**Given instruction**
Change each "Confirm" to "Verify" in everything from the line containing "Records indicate the white horse" down to the line containing "548;259;766;442" below. Return only those lines and leave everything else in them as it is.

**Supplied records**

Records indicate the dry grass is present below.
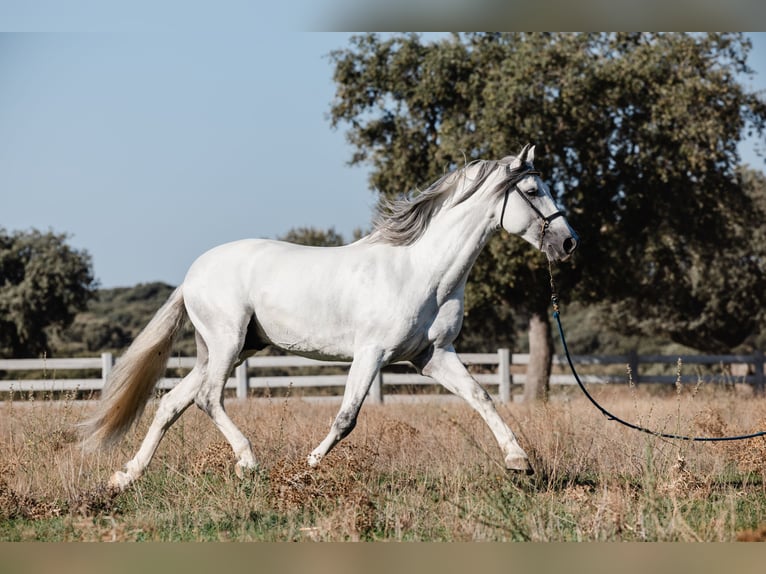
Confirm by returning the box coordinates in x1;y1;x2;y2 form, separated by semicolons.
0;387;766;541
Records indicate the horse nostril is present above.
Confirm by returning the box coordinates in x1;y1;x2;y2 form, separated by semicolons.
564;237;577;255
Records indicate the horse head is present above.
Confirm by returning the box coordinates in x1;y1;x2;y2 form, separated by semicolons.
499;144;580;261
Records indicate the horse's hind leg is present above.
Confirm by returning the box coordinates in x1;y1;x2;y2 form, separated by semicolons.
194;339;257;476
308;350;382;467
109;353;206;490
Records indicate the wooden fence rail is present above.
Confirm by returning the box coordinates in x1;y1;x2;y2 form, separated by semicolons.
0;349;764;403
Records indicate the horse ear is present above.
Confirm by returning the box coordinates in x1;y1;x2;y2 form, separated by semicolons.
510;144;529;171
511;144;535;170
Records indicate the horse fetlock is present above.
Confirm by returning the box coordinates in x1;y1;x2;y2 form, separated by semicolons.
109;470;133;492
505;454;535;474
234;459;258;480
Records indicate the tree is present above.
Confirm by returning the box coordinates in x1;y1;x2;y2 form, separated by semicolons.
0;228;95;358
279;227;345;247
331;33;766;396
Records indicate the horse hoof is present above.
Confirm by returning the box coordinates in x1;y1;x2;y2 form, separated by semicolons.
234;461;258;480
505;456;535;475
109;470;132;492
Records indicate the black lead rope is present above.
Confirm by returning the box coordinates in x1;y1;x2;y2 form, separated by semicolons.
548;261;766;442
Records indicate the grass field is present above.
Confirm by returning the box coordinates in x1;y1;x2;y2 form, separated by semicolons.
0;386;766;541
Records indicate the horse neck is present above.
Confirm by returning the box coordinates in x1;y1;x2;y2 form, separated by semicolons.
411;197;494;297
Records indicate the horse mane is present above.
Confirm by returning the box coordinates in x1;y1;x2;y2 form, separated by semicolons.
371;157;516;246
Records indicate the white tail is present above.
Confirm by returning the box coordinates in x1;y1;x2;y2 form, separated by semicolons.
82;287;186;449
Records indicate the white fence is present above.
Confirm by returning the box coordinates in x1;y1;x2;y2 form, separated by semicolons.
0;349;764;403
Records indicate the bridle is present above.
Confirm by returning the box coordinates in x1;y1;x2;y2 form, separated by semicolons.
500;166;564;251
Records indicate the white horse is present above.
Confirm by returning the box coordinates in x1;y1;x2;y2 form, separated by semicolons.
84;146;578;490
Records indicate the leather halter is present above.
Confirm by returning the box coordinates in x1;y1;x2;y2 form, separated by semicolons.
500;167;564;250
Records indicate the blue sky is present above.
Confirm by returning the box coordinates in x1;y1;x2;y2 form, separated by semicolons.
0;32;766;287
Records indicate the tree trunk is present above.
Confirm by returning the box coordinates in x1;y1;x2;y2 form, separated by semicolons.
524;313;553;402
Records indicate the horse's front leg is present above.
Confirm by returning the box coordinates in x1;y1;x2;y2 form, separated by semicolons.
420;346;532;474
308;349;383;467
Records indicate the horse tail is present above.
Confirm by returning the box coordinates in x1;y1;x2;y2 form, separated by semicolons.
81;286;186;450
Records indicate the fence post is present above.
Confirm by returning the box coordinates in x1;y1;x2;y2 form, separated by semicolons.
368;370;383;405
753;349;764;395
497;349;511;403
101;353;114;388
234;359;249;399
628;349;640;385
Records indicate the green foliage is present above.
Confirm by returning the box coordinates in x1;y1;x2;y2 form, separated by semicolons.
0;228;95;358
54;282;196;356
279;227;346;247
331;33;766;351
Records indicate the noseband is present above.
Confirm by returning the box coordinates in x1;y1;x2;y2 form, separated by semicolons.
500;167;564;251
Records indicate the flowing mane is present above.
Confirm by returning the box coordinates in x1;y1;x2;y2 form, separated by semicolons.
371;157;516;245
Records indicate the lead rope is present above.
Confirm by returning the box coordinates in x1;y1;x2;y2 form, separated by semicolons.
548;259;766;442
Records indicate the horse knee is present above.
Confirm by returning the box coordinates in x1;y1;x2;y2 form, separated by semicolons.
333;412;356;440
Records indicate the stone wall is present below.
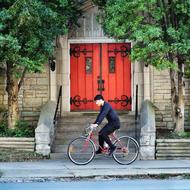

**In response**
Records indicate the white horse is present above.
Verify by returning the box coordinates in x1;y1;x2;y2 form, separated by semicolons.
84;146;578;490
Records indicate the leather halter is present above.
Verify by returning the box coordinates in x1;y1;x2;y2 form, separated by semicolons.
500;167;564;250
Records indicate the blue sky is present above.
Verify by returning the box coordinates in x1;y1;x2;y2 form, separated by semicolons.
0;32;766;287
Records indicate the tree trunk is present above.
Verify by returning the box coordinates in x1;y1;x2;y2 form, separated by semicolons.
524;313;553;402
Records indicate the horse's front leg is present above.
Verify by returning the box coordinates in x1;y1;x2;y2 form, separated by semicolons.
420;346;532;474
308;349;383;467
Records indicate the horse tail is present above.
Verify by returning the box coordinates in x1;y1;x2;y2 form, separated by semicolons.
81;286;186;450
Records indicate the fence post is present above.
Verify by returning the box coordinates in x1;y1;x2;y2 form, separated by semicolons.
368;370;383;405
753;349;764;395
497;349;511;403
101;353;114;388
234;359;249;399
628;349;640;385
Records indicate the green foliage is present above.
Verify by returning the box coordinates in x1;y1;x2;y2 form, separated by semicolons.
0;228;95;358
54;282;196;356
279;227;346;247
331;33;766;351
Records indicate the noseband is present above.
Verify by returning the box coordinates in x1;y1;x2;y2 form, separated by semicolons.
500;167;564;251
Records indicate the flowing mane is present above.
Verify by returning the box coordinates in x1;y1;x2;y2 form, separated by semicolons.
371;157;516;245
Records indicate the lead rope is present above.
Verify by returning the box coordinates in x1;y1;x2;y2 form, separated by semicolons.
548;259;766;442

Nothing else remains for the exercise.